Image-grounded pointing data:
********

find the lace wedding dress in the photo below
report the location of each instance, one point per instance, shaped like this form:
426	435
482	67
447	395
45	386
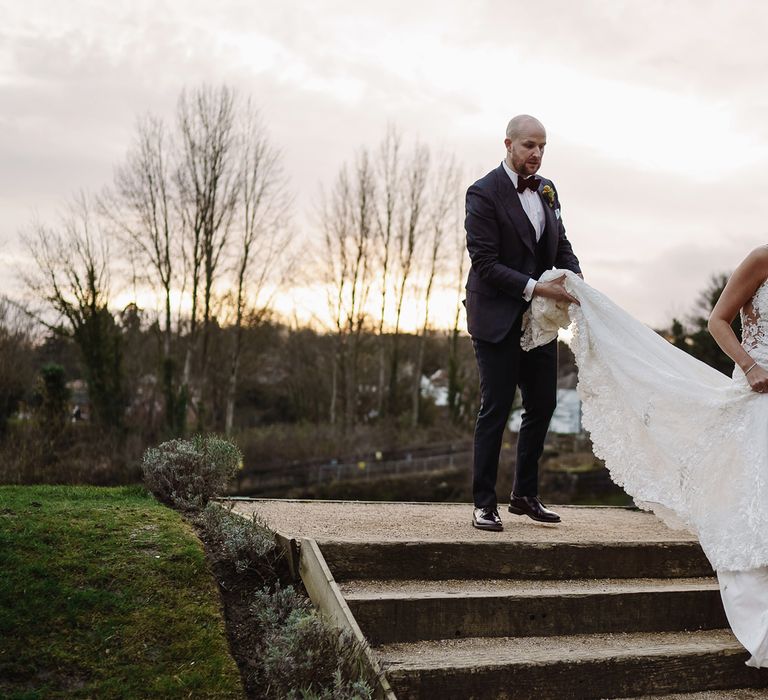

********

INSTRUCTIONS FOR THE TASK:
Retype the data exactly as it stands, but keep the images out of your copy.

SOLUTION BELOW:
find the lace wedding dress in the photo below
report the location of each instance, one point per instance, shaped like this form:
426	435
482	67
447	395
45	386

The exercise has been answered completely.